## [Text passage]
+ + + + + + +

In 2006, Swiss pharmaceutical company Novartis notoriously took the Indian government to court in an effort to change the country’s patent law, after the company was denied a patent on a cancer drug. The company lost its challenge in India’s Supreme Court seven years later, in a landmark ruling in April 2013. Nevertheless, the US, Switzerland, the European Union, and now Japan, are renewing efforts to push back against India’s laws and policies that make full use of public health flexibilities in international trade rules to increase access to affordable generic medicines.
 
Through the RCEP negotiations, Japan is seeking to put in place several damaging provisions, all of which go beyond India’s obligations under international trade rules. They would allow companies to perpetually extend monopolies by making modifications to existing medicines, a common pharmaceutical industry practice known as ‘evergreening’. Further measures would allow companies to gain de-facto monopolies - even for drugs that do not merit a patent under India’s law - by restricting the ability of the drug regulatory authority to register generic drugs, unless expensive and unethical clinical trials are replicated, so-called ‘data exclusivity.’
 
Bilateral trade agreements under negotiation with the EU and European Free Trade Association (EFTA) - which also contained harmful provisions for access to medicines - had been stalled for years following intense push back from Indian negotiators and civil society, but talks are rumoured to be starting again soon.
 
The US government, backed strongly by its pharmaceutical lobby, is not only pressuring India to dilute its patentability standards, but is persistently pushing India to implement a drug regulatory system that would essentially block registration of generic medicines if a patent dispute exists, also known as patent linkage. The Indian Ministry of Health appears to be seriously considering such changes.
 
“We have been working tirelessly for a decade and a half to make sure India can continue to be a lifeline for millions of people around the world who rely on affordable medicines to stay alive and healthy. We shudder at the thought that we could lose everything and that the multinational pharmaceutical industry could succeed in gutting generic competition from India so that profit reigns above people’s lives. Prime Minister Modi: Don’t trade away lives in the face of international pharmaceutical companies’ pressure,” said Leena Menghaney, South Asia director for MSF’s Access Campaign.

+ + + + + + +

## [Data excerpts]

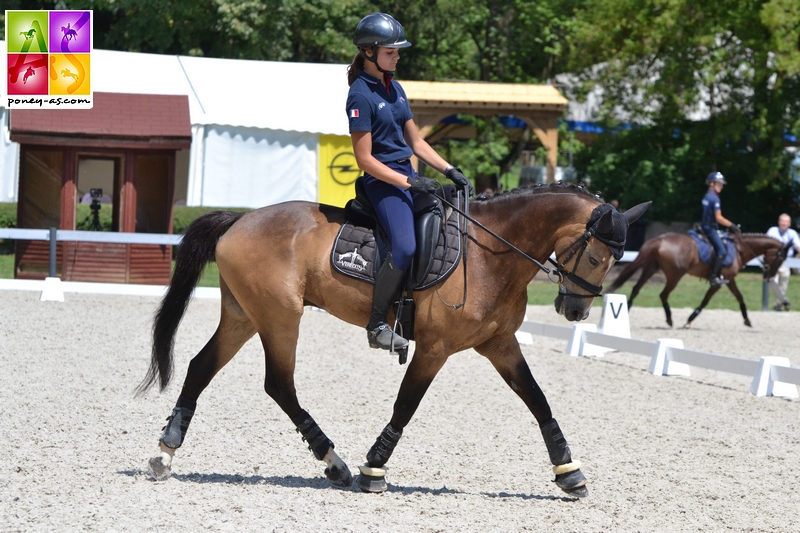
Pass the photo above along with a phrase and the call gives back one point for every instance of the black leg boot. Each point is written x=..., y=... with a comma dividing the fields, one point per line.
x=388, y=282
x=715, y=278
x=569, y=477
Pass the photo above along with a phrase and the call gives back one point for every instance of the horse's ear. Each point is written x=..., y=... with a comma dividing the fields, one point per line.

+ + + + + + +

## [Work required]
Please name the month and year in which Novartis lost its challenge in India's Supreme Court, according to the passage on India's drug patent laws.

## [Answer to the exercise]
April 2013